**Short exercise**
Rescale the items from the beginning through the line containing "26 196 436 251", both ends included, repeating every line with the requests unchanged and each bounding-box coordinate in the answers multiplied by 1.85 and rounded to a whole number, halves up. Leave the pictures out.

**Coordinate annotation entries**
..............................
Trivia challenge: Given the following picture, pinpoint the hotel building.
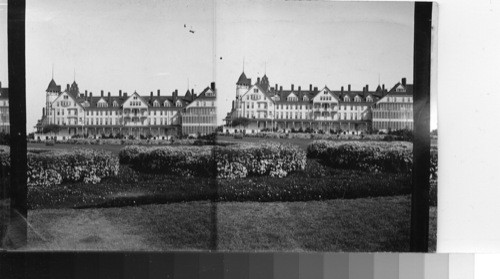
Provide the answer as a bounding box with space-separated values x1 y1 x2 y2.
36 79 216 139
0 82 10 134
224 73 413 133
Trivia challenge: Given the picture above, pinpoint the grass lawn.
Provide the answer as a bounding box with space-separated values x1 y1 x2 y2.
28 160 411 209
217 136 314 150
28 143 125 155
26 196 436 251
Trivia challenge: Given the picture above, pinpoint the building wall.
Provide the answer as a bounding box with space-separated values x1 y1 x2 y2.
181 98 217 135
372 95 413 131
0 98 10 133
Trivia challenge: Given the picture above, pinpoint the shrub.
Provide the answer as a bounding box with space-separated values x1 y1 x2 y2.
214 143 306 178
28 149 119 186
0 149 119 186
307 141 413 172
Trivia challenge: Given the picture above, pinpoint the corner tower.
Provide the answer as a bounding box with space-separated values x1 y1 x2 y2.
44 78 61 122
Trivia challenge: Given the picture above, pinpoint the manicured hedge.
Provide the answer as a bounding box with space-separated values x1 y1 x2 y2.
307 141 413 172
119 146 215 176
0 149 119 186
119 143 306 178
28 138 208 146
215 143 306 178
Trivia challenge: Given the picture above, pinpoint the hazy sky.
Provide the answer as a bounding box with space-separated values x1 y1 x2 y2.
0 0 438 131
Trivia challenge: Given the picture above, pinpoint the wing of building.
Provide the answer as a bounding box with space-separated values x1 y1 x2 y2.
36 79 216 139
225 73 413 133
0 82 10 134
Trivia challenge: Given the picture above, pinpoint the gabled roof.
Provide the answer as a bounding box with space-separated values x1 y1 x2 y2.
195 86 217 100
0 87 9 99
236 72 252 85
45 79 61 92
388 82 413 96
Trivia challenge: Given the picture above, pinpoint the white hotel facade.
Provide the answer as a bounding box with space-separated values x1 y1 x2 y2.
224 73 413 133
..............................
**Correct result**
Trivia challenge: Given the following picture, pinpoint the hotel building.
Provide the answer as a bounding box with space-separated values x1 y1 x2 y2.
67 146 400 257
0 152 19 248
414 135 764 246
Trivia challenge: Given the picture above, pinpoint the grass lawn.
Provide the answer as a bounding box with space-separated values x1 y1 x2 y2.
52 296 760 387
401 252 581 278
52 265 231 287
48 363 807 464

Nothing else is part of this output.